Fragmento seleccionado:
++++++++++++++++++++

In [None]:
import numpy as np # for arrays, Series, List, Sets
import pandas as pd # for dataframes

#- 9 meses: 26483
#- 9 meses without package: 26006 
#- 9 meses without cobranding: 23646 
#- todo junto: 23191

In [None]:
data = pd.read_csv('data.csv', sep='|', skipfooter=1, engine='python')

In [None]:
data.shape

In [None]:
data['client_id'].nunique()

In [None]:
sorted(data['Month'].unique())

In [None]:
client_month_counts = data.groupby('client_id')['Month'].nunique()
print(client_month_counts)

In [None]:
clients_with_9_months = client_month_counts[client_month_counts == 9].index
print(clients_with_9_months.shape)

In [None]:
data2 = data[data['client_id'].isin(clients_with_9_months)]

data2['client_id'].nunique()
# data2: Dataframe con solo clientes con 9 meses

In [None]:
data2.head()

In [None]:
data2.shape

In [None]:
data2['CreditCard_CoBranding'].value_counts().reset_index()

In [None]:
# 6 meses training, 1 mes lead, 2 meses prediction
mask = (data2['Month'] == '2019-01-01') & (data2['CreditCard_CoBranding'] != 'No')

clients_to_remove = data2.loc[mask, 'client_id'].unique()

data3 = data2[~data2['client_id'].isin(clients_to_remove)]

data3['client_id'].nunique()
# data3: Dataframe con clientes sin cobranding en el mes 6. Solo clientes con 9 meses.

In [None]:
data3.shape

In [None]:
mask2 = (data3['Month'] == '2019-01-01') & (data3['Package_Active'] != 'No')

clients_to_remove2 = data3.loc[mask2, 'client_id'].unique()

data4 = data3[~data3['client_id'].isin(clients_to_remove2)]

data4['client_id'].nunique()

++++++++++++++++++++

Datos proporcionados:
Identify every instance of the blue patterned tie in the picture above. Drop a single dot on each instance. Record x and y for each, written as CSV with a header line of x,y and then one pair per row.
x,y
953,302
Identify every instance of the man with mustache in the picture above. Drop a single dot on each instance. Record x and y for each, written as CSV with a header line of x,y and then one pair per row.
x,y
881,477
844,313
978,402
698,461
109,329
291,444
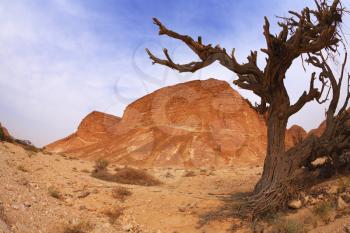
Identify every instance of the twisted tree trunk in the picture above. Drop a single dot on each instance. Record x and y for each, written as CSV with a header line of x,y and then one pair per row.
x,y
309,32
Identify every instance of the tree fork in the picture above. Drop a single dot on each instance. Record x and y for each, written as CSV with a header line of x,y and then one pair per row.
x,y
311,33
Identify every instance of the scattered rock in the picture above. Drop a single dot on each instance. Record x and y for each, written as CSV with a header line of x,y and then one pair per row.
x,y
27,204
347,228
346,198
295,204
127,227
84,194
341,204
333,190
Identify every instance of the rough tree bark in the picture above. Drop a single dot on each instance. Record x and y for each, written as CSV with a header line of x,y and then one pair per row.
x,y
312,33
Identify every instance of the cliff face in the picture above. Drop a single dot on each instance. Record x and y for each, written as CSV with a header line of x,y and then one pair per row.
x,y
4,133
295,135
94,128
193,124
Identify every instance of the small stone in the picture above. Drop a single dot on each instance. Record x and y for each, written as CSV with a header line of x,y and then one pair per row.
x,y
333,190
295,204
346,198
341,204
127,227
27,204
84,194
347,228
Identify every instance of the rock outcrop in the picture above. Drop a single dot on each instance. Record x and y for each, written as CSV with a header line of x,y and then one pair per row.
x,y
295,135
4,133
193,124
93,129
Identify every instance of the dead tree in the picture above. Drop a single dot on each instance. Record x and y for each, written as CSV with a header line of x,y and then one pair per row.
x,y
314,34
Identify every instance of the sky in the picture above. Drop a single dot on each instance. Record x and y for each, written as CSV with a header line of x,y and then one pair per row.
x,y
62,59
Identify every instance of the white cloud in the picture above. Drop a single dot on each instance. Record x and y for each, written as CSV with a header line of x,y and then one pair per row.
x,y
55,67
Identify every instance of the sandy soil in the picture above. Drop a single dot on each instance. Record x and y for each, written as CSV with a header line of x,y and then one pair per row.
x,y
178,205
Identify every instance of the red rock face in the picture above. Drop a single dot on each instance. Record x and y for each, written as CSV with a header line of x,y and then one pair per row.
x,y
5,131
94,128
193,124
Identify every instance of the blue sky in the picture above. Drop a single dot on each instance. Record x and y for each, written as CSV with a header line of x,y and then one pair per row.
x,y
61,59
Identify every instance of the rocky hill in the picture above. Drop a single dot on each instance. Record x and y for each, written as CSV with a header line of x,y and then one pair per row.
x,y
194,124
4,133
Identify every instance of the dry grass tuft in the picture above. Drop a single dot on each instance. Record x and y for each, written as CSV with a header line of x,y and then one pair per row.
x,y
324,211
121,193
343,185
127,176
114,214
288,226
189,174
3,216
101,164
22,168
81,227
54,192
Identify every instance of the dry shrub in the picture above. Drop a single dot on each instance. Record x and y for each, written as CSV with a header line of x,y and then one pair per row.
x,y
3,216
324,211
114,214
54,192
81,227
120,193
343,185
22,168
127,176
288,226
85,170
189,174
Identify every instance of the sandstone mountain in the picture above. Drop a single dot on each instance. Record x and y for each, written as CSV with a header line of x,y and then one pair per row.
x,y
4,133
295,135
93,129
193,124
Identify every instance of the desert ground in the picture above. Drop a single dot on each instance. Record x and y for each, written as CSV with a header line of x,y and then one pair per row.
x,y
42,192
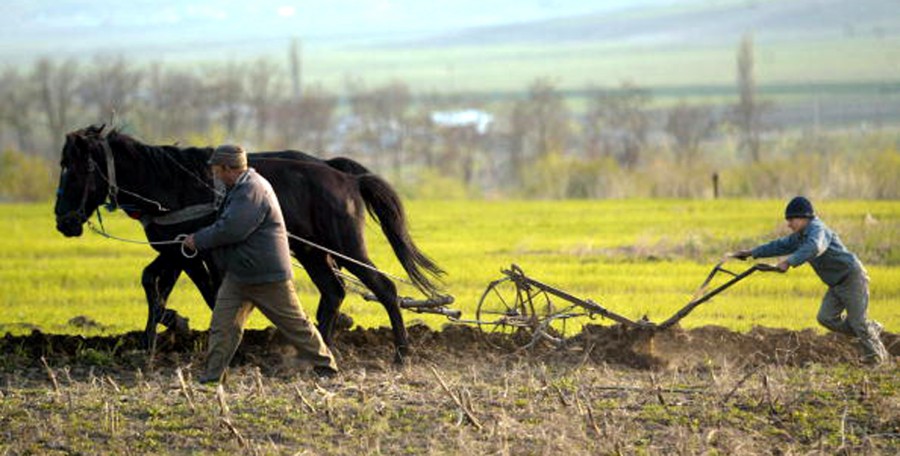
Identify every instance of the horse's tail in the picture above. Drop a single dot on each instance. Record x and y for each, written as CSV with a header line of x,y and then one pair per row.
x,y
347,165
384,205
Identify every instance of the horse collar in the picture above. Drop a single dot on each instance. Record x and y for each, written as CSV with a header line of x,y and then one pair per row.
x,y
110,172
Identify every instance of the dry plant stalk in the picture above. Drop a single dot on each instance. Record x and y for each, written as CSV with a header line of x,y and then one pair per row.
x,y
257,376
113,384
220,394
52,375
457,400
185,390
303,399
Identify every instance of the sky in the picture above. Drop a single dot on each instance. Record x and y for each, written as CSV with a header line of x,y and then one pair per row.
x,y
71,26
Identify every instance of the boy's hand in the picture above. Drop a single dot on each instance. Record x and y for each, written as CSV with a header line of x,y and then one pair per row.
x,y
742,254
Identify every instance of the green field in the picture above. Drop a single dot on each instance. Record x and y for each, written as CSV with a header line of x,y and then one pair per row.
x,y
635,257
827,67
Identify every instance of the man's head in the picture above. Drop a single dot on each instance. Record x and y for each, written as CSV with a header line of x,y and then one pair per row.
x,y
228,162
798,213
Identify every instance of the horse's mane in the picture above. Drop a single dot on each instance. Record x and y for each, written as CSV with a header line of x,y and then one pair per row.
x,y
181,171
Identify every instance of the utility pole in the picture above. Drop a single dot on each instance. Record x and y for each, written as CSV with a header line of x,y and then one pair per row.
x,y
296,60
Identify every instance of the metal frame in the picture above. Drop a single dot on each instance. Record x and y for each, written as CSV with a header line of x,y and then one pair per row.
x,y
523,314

++++++++++++++++++++

Ejercicios propuestos:
1) Resume el fragmento seleccionado en dos oraciones.
2) Indica si cada afirmación concuerda con el fragmento seleccionado. Responde sí o no y cita textualmente las palabras del fragmento que lo deciden.
(a) El archivo de datos se lee usando la barra vertical como separador.
(b) El esquema previsto dedica 9 meses al entrenamiento.
(c) El dataframe data3 contiene clientes sin cobranding en el mes 6.

Soluciones propuestas:
1) El fragmento carga el archivo data.csv con pandas y conserva solo a los clientes que tienen registros en 9 meses distintos. Después elimina a los clientes que en el mes 2019-01-01 tienen un cobranding distinto de 'No' y, a continuación, a los que tienen un paquete activo distinto de 'No'.

2)
(a) Sí: "sep='|'".
(b) No: "6 meses training, 1 mes lead, 2 meses prediction".
(c) Sí: "data3: Dataframe con clientes sin cobranding en el mes 6".